# [DOCUMENT PASSAGE]
- Opening Delimiter -

Three measurement problems appear to contribute to this implausible result. First, the BEA investment series is the aggregate of a domestic production price index and an import price index that are calculated independently from one another, using different source data (figure 5, bottom panel). As a result, any discount accruing to a business switching from domestically sourced to imported equipment is not reflected in the investment price index--a form of outlet substitution bias akin to omitting from a consumption price index the price savings associated with switching to shopping at Walmart (Reinsdorf 1993; Houseman and others 2011).

Second, the price index for imports falls markedly more slowly than the index for domestic production over a prolonged period--an average annual difference of 14 percentage points since its introduction in 1995. The implied continual rise in the relative price of imported computers is inconsistent with the increase in import penetration from 50 to 90 percent during the same period (Byrne and Pinto 2015). This contradiction suggests that the price mismeasurement is more severe for import prices than for domestic producer prices. Among the possible contributing factors to the relatively flat import price series is the heavy presence of intrafirm (transfer) prices in the index (more than 60 percent of the value of the basket in 2013). These prices may behave differently from arm's-length prices. This may be related to the finding by Emi Nakamura and Jon Steinsson (2012) that a surprisingly high proportion of the items in the import price index sample never experience a price change before exiting the index basket. Also, new models are generally linked into the import price index in a way that would not capture any decline in the quality-adjusted price of the item (Kim and Reinsdorf 2015).

- Closing Delimiter -

# [DATA FOR REVIEW]
- Opening Delimiter -

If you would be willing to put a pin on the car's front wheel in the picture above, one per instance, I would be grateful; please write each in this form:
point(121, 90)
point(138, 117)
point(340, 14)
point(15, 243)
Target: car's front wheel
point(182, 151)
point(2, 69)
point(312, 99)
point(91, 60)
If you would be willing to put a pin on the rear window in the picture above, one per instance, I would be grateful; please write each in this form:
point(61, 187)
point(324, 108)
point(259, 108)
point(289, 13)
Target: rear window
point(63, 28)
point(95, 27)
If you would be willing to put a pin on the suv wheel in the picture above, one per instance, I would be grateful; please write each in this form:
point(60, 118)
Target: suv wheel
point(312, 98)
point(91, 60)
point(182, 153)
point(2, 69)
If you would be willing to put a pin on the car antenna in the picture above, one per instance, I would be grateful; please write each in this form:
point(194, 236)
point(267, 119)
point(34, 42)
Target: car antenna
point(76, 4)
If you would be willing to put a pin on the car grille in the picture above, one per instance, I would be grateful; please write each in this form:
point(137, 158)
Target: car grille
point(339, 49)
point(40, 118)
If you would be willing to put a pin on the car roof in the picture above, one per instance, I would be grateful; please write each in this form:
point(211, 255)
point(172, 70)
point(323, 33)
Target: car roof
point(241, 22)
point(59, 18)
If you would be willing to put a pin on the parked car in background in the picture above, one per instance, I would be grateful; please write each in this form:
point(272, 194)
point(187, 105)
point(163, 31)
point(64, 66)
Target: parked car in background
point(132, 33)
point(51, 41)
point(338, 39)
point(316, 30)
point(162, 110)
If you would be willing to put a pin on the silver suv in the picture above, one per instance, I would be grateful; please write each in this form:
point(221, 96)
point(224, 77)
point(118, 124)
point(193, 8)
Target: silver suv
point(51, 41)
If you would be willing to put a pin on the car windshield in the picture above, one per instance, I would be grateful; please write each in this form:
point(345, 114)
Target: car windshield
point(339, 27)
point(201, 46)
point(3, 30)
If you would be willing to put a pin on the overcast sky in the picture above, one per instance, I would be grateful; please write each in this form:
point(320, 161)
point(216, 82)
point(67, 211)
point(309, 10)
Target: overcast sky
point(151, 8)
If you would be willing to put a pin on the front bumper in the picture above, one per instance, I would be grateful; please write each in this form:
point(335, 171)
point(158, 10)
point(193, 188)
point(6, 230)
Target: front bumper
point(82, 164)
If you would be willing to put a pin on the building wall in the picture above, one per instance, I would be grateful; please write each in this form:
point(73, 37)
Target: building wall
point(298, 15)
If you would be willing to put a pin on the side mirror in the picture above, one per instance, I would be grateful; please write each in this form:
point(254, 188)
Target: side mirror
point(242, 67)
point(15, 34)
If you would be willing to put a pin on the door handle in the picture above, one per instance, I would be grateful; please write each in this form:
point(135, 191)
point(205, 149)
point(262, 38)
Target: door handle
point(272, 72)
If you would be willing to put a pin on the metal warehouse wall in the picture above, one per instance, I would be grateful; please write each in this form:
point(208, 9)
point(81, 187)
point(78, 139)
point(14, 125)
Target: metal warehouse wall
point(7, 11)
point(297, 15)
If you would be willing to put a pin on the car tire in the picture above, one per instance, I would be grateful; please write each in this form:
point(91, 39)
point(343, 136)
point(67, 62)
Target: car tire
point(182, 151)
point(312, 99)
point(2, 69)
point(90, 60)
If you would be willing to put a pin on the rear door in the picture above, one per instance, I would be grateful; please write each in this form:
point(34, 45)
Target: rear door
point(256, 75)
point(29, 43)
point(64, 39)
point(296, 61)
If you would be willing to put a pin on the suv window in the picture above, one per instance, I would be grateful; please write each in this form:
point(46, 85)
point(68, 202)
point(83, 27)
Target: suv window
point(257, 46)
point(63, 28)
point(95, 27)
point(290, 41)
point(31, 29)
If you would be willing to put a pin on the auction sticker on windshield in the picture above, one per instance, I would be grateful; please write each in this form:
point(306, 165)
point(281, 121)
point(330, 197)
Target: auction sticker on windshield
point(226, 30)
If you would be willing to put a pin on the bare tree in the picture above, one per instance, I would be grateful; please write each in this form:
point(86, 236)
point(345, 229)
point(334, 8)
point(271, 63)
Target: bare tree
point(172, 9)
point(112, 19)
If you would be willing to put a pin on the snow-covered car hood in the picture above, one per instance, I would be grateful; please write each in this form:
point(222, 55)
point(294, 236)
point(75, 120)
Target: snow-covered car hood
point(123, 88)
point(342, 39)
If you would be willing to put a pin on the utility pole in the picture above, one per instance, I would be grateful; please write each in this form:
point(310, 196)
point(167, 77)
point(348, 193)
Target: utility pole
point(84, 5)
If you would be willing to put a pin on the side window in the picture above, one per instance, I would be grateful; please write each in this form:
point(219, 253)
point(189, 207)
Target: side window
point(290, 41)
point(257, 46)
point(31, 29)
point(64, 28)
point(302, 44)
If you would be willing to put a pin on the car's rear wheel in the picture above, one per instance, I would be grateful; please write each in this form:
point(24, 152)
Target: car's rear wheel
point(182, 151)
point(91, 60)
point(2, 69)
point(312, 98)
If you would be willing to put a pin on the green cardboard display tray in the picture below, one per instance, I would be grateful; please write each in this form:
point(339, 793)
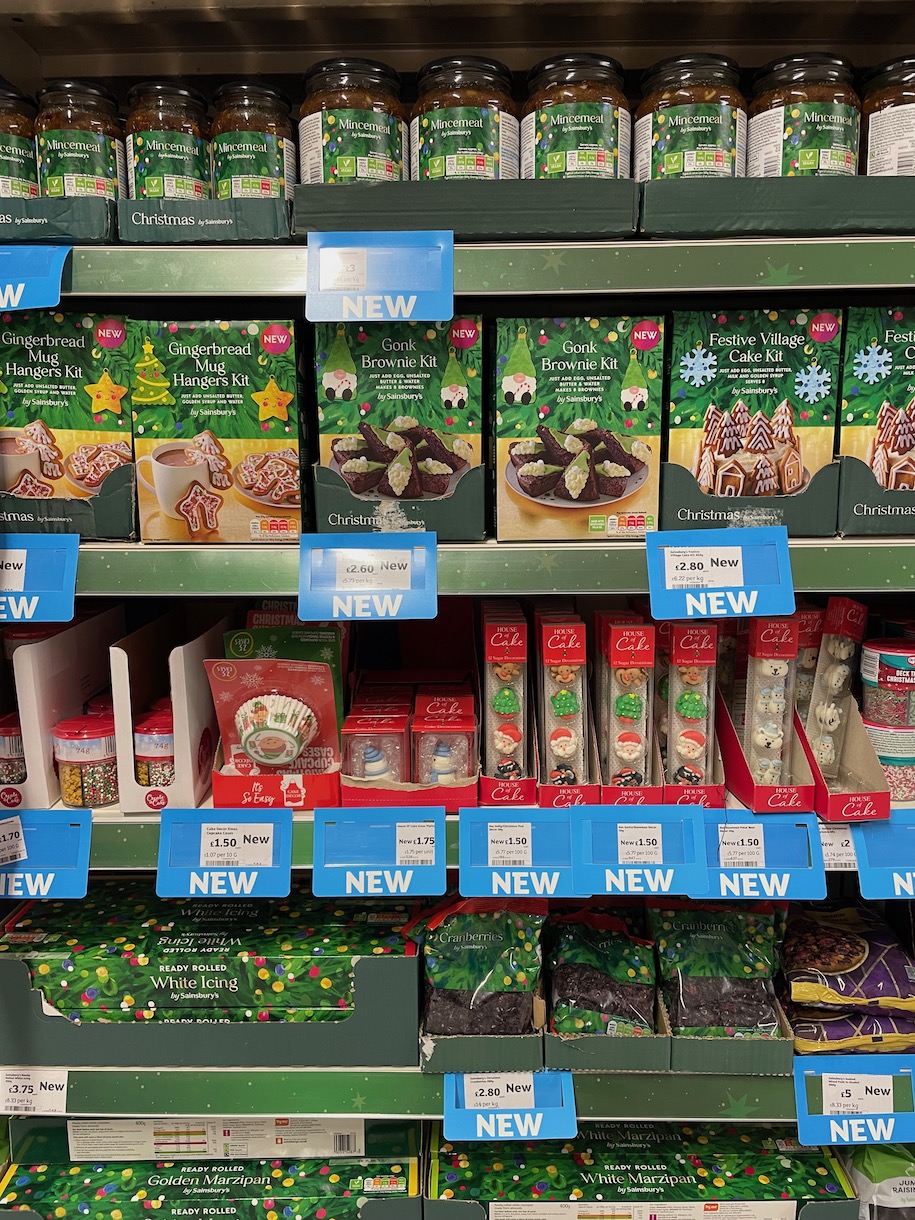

- Closing Delimiter -

# [EXERCISE AIM]
Continue the passage on mismeasured computer prices in the investment and import indexes, picking up right after its final sentence.

# [EXPECTED ANSWER]
This suggests the producer price index (PPI) would be a more appropriate deflator for investment, though the PPI itself has drawbacks. When quality-adjusting the computer PPIs, the BLS controls primarily for technical features, such as processor clock speed and features associated with changes in production costs (Holdway 2001). Design improvements not clearly tied to costs or not easily identified in technical specifications, such as circuits designed to work more effectively in parallel, may raise the value of the equipment to its user through superior performance without affecting the quality index. Thus, the approach used for quality adjustment in the PPI may lead to an understatement of quality improvements and an overstatement of inflation.

Although we are aware of no research studying computer prices directly in recent periods, Byrne, Oliner, and Sichel (2015) analyze prices for MPUs, the central analytical component of computers. When controls for direct measures of performance were used in their hedonic analysis of MPUs (benchmark scores on a battery of user tasks), their hedonic price index fell more than 20 percentage points faster than a hedonic index controlling for technical features during the 2000-13 period. We infer that the BLS hedonic index may be understating the annual rate of quality improvement for PCs by 4 percentage points--the (rounded) product of the bias in the MPU price index and the share of MPU inputs in the final value of PCs (15 percent). In our alternative index, we extend the Berndt-Rappaport index with the bias-adjusted PPI.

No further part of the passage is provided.